**REQUIREMENT:** Copy every one of the entries below verbatim, line for line.

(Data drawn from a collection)
※
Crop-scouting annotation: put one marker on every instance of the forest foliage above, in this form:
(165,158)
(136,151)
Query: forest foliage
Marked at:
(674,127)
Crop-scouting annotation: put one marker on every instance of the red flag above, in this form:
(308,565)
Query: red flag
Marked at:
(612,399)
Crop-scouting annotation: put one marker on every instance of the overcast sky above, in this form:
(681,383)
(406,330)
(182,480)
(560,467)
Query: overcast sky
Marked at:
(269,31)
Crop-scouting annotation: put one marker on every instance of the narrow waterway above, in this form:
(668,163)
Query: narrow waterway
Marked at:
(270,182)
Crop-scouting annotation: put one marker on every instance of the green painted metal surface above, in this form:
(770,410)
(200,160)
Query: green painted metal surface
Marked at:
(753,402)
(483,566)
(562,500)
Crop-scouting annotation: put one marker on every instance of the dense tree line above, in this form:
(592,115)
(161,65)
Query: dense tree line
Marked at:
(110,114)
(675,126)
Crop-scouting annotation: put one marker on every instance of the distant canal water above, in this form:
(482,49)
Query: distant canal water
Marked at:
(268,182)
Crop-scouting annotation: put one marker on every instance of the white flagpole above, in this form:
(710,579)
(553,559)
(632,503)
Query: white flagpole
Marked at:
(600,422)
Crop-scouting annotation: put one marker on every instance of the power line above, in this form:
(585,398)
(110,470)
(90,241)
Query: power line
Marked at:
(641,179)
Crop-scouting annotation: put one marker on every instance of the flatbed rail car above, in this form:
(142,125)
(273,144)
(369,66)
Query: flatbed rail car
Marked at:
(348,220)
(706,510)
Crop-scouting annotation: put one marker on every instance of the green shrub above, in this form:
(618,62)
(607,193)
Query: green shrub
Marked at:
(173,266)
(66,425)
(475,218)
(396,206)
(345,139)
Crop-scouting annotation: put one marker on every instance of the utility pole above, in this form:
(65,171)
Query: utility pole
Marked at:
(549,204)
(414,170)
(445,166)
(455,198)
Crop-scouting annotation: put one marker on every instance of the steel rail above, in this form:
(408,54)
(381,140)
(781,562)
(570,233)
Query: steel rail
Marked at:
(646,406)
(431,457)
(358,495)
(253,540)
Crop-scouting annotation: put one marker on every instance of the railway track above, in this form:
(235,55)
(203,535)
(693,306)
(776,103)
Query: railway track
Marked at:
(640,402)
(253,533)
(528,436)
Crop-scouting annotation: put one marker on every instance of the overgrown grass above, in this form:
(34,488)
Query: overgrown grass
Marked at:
※
**CORRECT OUTPUT:**
Crop-scouting annotation: put one marker on every instance of the forest foliage above, in this form:
(165,158)
(136,151)
Query: forest foliage
Marked at:
(674,127)
Crop-scouting annotation: put one marker on every instance of the red flag above, in this form:
(308,565)
Query: red flag
Marked at:
(612,399)
Crop-scouting annotation: put one marker on every instance of the overcast sky above, in this form:
(681,383)
(406,330)
(182,480)
(560,467)
Query: overcast sky
Marked at:
(269,31)
Crop-scouting annotation: put one marker on every instance of the narrow waterway above, in this form:
(668,163)
Query: narrow waterway
Marked at:
(270,182)
Crop-scouting annotation: put one marker on every instance of the green painted metal surface above, in this form:
(770,410)
(200,160)
Query: green painted metal surface
Marked at:
(753,402)
(483,566)
(562,500)
Crop-scouting annotation: put one marker on every instance of the dense tree line above, in this form:
(592,115)
(161,65)
Query: dense tree line
Marked at:
(110,114)
(675,126)
Crop-scouting annotation: put one marker on every instance of the distant canal water above, in this form:
(482,49)
Query: distant canal water
Marked at:
(268,182)
Crop-scouting annotation: put one marker on every instance of the white flagpole above, in this form:
(710,579)
(553,559)
(632,503)
Query: white flagpole
Marked at:
(600,422)
Crop-scouting annotation: put one marker on every instance of the power line above, in this form:
(585,398)
(110,470)
(90,241)
Query: power line
Marked at:
(641,179)
Crop-scouting annotation: put one marker on every instance of the flatbed rail car above, in this form:
(142,125)
(273,144)
(369,66)
Query: flatbed rail car
Marked at:
(348,220)
(706,510)
Crop-scouting annotation: put one marker on every instance of the green shrub above, in this form:
(618,62)
(607,193)
Query: green shrub
Marked at:
(173,266)
(66,425)
(475,218)
(396,206)
(345,139)
Crop-scouting annotation: put one marker on every instance of the utility pole above, in this form:
(65,171)
Query: utility pole
Marked at:
(549,204)
(414,170)
(445,166)
(455,198)
Crop-scouting annotation: put one marker on every instance of the steel rail above, in this form:
(408,54)
(381,140)
(781,562)
(570,233)
Query: steel rail
Marked at:
(646,406)
(431,457)
(358,495)
(253,540)
Crop-scouting annotation: put one marker on every instance of the railway track above, in this form:
(235,55)
(203,535)
(693,306)
(776,103)
Query: railway track
Marked at:
(640,402)
(253,533)
(528,436)
Crop-scouting annotation: put one marker on every instance of the overgrown grass above, in this form:
(34,488)
Query: overgrown grass
Marked at:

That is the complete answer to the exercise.